== Provided passage

Chances are you have known someone who takes medication for a pain problem. You might assume that if he ever overdosed and ended up in an emergency room, he’d be alarmed enough to cut back or would lose his prescription. Don’t count on it.
Even as overdoses from narcotic prescription painkillers reach record levels in the United States, a large study of insurance claims has found that more than 90 percent of people who survive an overdose get another prescription for an opioid drug like Oxycontin, Vicodin, or Percocet.
"Seventy percent of patients who overdosed were getting their drugs from the same doctor who prescribed the narcotic before the overdose," noted lead researcher Marc LaRochelle, MD, an assistant professor of medicine at Boston University School of Medicine.It’s likely that these doctors didn't even know that their patients had suffered an overdose. Hospitals and insurers don’t automatically send records of overdoses to the prescribing doctor. Many patients apparently aren’t telling their doctors either, or, in 20 percent of the cases, go to a different doctor to get their ‘script. "This signals a problem with the health system, but I don't think it necessarily fingers doctors as being bad doctors," LaRochelle said.

====
== Entries shown

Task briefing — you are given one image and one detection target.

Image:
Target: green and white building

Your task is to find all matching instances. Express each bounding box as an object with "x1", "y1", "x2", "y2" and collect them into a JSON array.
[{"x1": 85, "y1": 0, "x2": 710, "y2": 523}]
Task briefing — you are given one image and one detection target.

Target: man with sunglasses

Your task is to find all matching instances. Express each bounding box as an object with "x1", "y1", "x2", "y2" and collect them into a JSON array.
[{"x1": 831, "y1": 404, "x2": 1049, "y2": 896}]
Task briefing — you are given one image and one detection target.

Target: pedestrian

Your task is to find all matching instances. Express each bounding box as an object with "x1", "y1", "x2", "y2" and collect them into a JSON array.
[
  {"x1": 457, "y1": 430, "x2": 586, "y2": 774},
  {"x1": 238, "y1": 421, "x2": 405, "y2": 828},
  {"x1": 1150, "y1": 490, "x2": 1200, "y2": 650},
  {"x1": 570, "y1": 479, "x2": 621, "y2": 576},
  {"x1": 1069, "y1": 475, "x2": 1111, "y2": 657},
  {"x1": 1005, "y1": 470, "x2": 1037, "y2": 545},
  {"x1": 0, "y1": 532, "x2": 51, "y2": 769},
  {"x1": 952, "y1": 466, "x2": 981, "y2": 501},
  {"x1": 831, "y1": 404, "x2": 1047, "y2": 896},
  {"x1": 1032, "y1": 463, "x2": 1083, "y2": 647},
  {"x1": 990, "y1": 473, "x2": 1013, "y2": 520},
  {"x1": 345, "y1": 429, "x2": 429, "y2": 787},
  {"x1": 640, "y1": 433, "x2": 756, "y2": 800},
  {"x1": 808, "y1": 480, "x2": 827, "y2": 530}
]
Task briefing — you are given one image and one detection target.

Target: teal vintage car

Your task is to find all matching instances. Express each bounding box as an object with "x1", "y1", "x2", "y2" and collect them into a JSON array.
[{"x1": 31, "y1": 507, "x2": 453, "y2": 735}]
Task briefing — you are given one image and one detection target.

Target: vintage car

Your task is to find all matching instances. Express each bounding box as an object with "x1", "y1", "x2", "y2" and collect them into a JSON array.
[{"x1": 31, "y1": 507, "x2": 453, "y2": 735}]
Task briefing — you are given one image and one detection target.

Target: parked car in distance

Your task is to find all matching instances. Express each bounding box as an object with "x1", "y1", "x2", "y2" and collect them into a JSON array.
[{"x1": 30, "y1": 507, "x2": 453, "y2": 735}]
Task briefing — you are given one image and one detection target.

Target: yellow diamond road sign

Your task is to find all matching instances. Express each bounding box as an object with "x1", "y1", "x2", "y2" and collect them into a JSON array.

====

# [Required actions]
#1 Render this sentence from the passage on opioid prescriptions in Spanish: "Hospitals and insurers don’t automatically send records of overdoses to the prescribing doctor."
#2 Using the passage on opioid prescriptions, answer each of the following:
(a) What share of people who survive an overdose receive another prescription for an opioid drug?
(b) According to the lead researcher, what percentage of patients who overdosed were getting their drugs from the same doctor who prescribed the narcotic before the overdose?
(c) At which institution is Marc LaRochelle an assistant professor of medicine?
#3 Write out everything in the passage on opioid prescriptions from "Chances are you" down to "Vicodin, or Percocet.".
The entries are separate material, independent of the passage on opioid prescriptions.

# [Per-task outputs]
#1 Los hospitales y las aseguradoras no envían automáticamente los registros de sobredosis al médico que hizo la receta.

#2
(a) More than 90 percent.
(b) Seventy percent.
(c) Boston University School of Medicine.

#3
Chances are you have known someone who takes medication for a pain problem. You might assume that if he ever overdosed and ended up in an emergency room, he’d be alarmed enough to cut back or would lose his prescription. Don’t count on it.
Even as overdoses from narcotic prescription painkillers reach record levels in the United States, a large study of insurance claims has found that more than 90 percent of people who survive an overdose get another prescription for an opioid drug like Oxycontin, Vicodin, or Percocet.